Nothing in the data should be left out or altered when it is retyped.

┌────────

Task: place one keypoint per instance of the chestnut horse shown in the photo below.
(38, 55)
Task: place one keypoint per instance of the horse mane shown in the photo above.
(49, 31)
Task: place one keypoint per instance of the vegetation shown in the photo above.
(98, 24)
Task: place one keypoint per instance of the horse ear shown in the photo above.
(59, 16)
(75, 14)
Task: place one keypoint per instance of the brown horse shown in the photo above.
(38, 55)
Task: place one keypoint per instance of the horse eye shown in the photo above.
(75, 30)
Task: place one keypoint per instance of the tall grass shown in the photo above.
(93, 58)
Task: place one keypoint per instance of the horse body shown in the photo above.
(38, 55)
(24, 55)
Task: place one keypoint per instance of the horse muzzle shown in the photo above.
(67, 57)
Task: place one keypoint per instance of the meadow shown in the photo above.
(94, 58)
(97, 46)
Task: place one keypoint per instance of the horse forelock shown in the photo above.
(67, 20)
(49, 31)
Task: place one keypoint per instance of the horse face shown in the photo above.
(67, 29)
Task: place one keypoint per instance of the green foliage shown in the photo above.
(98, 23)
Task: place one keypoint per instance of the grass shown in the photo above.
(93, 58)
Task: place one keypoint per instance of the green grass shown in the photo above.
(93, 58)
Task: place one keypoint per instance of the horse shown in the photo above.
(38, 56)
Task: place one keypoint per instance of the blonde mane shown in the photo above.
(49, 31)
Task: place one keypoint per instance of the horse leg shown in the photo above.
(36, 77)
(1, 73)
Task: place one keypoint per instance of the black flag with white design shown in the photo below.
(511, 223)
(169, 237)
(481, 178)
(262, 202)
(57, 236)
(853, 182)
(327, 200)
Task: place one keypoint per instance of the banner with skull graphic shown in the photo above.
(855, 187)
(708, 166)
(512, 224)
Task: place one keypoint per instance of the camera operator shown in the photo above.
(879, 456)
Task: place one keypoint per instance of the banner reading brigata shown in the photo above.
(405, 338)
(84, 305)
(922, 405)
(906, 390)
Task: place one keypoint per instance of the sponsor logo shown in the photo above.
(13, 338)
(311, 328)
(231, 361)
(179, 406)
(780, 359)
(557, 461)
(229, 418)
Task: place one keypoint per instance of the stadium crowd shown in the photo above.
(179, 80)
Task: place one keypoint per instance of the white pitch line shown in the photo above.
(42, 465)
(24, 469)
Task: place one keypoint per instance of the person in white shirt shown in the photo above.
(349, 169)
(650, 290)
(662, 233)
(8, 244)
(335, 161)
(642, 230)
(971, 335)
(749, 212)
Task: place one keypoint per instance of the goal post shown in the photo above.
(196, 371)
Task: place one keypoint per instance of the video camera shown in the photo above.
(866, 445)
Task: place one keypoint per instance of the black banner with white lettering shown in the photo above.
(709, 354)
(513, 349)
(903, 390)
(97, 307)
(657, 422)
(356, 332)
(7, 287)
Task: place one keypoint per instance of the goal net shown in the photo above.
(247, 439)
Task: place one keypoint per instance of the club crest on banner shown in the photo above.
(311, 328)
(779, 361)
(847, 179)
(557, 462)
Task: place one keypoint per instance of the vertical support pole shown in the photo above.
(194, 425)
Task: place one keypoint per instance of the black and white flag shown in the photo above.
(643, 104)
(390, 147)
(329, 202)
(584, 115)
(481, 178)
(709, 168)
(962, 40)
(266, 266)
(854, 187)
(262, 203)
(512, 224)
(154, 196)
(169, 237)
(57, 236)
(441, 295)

└────────

Output of the exercise
Task: place one keypoint per instance of the chestnut horse shown in the photo below.
(38, 55)
Task: place one keypoint per instance of the horse mane shown in the photo above.
(49, 31)
Task: place one keypoint per instance of the vegetation shown in the photo above.
(98, 24)
Task: place one keypoint per instance of the horse ear shown in the photo above.
(59, 16)
(75, 14)
Task: place one keypoint per instance of the brown horse shown in the photo above.
(38, 55)
Task: place one keypoint per instance of the horse eye shown in the photo above.
(75, 30)
Task: place one keypoint per instance of the tall grass shown in the photo above.
(93, 58)
Task: place one keypoint per instance of the horse body shown in the photo above.
(38, 55)
(24, 55)
Task: place one keypoint per instance of the horse muzzle shown in the photo above.
(67, 57)
Task: place one keypoint per instance of the meadow shown in the photo above.
(94, 58)
(97, 46)
Task: place one keypoint per instance of the horse forelock shown in the photo above.
(67, 20)
(49, 31)
Task: place one keypoint per instance of the horse face shown in the photo above.
(67, 29)
Task: place one keypoint per instance of the green foliage shown in the photo above.
(98, 23)
Task: place one keypoint per instance of the grass shown in the photo above.
(93, 58)
Task: place one keypoint per instance of the green grass shown in the photo above.
(93, 58)
Task: place one keypoint per instance of the horse shown in the photo above.
(38, 56)
Task: place one keypoint per instance of the blonde mane shown in the photo above.
(49, 31)
Task: place one keypoint per instance of the horse leg shown in the photo above.
(36, 77)
(1, 73)
Task: place one keypoint per instance of the black flag with white design shown in the photo below.
(511, 223)
(169, 237)
(481, 178)
(262, 202)
(57, 236)
(853, 182)
(327, 200)
Task: place one keypoint per instance of the banner with skull graphic shown in the photo above.
(855, 187)
(708, 166)
(512, 224)
Task: place one keypoint per instance of the camera operator shown in the photo above.
(879, 456)
Task: place one keypoint per instance of the banner reading brigata shown in the photo above.
(405, 338)
(84, 305)
(922, 405)
(906, 390)
Task: place one keypoint per instance of the sponsor logo shown in the photo above.
(13, 338)
(311, 328)
(231, 361)
(179, 406)
(780, 359)
(557, 461)
(229, 418)
Task: place one keypoint per instance of the stadium crowd shown in the photo above.
(179, 80)
Task: place one keypoint per instance of the white pitch line shown in the photo above.
(42, 465)
(24, 469)
Task: place one keypoint per instance of the person in white shirt shown in the photo above.
(349, 169)
(650, 290)
(662, 233)
(8, 244)
(335, 161)
(642, 230)
(971, 335)
(749, 212)
Task: place one keypoint per instance of the goal post shown in the photo above.
(196, 371)
Task: place one keypoint per instance of the video camera shown in the photo above.
(866, 445)
Task: place one keypoint per instance of the black banner with white lettering shown in the photo above.
(709, 354)
(513, 349)
(903, 390)
(97, 307)
(657, 422)
(356, 332)
(7, 287)
Task: place one keypoint per instance of the goal net shown in the photo above.
(247, 439)
Task: place one keypoint per instance of the club crest on banner shown in the photo above.
(311, 328)
(779, 361)
(847, 179)
(557, 462)
Task: place one keypoint per instance of the vertical support pole shown in the photo above.
(194, 425)
Task: place one keypoint per instance of the black and white flag shown in the photo above.
(643, 104)
(390, 147)
(329, 202)
(584, 115)
(481, 178)
(709, 168)
(962, 40)
(266, 266)
(854, 187)
(262, 203)
(512, 224)
(154, 196)
(169, 237)
(57, 236)
(441, 295)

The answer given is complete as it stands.